◆ **INPUT DATA**
* * *

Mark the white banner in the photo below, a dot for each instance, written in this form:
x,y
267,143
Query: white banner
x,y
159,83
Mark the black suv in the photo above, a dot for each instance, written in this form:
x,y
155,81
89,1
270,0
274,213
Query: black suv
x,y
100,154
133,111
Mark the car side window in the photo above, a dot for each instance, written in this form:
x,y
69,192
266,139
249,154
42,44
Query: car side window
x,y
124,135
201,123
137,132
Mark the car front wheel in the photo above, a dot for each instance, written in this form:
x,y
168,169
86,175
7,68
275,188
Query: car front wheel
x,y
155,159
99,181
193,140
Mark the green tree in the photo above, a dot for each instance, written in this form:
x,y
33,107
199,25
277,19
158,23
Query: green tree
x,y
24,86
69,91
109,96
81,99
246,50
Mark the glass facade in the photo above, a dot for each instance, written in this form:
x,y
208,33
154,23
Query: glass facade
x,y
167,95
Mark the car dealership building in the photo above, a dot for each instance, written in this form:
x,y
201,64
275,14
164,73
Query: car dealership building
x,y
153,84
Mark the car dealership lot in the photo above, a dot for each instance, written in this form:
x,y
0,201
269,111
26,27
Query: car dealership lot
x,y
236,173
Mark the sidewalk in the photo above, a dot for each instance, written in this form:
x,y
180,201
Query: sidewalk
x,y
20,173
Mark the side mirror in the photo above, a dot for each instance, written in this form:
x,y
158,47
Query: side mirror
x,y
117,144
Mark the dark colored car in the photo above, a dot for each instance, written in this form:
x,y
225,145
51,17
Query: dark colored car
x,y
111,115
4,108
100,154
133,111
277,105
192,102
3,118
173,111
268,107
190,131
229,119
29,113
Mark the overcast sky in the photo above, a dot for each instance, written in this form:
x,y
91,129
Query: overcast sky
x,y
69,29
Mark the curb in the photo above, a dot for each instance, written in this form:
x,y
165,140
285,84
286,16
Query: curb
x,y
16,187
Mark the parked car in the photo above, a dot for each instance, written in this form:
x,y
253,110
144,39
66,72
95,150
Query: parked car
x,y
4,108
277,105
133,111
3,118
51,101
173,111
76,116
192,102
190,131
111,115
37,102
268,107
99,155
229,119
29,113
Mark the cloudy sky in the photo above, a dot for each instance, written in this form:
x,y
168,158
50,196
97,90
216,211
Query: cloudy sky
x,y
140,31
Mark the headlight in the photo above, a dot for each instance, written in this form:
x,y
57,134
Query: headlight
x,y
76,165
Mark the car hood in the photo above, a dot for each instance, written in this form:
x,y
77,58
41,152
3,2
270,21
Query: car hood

* * *

◆ **WHAT THE TASK ASKS**
The lines above that hold "hood" are the result; show every one of them.

◆ **OUTPUT BELOW**
Mark the car hood in the photo above, a dot for each instance, written in this form:
Query: car hood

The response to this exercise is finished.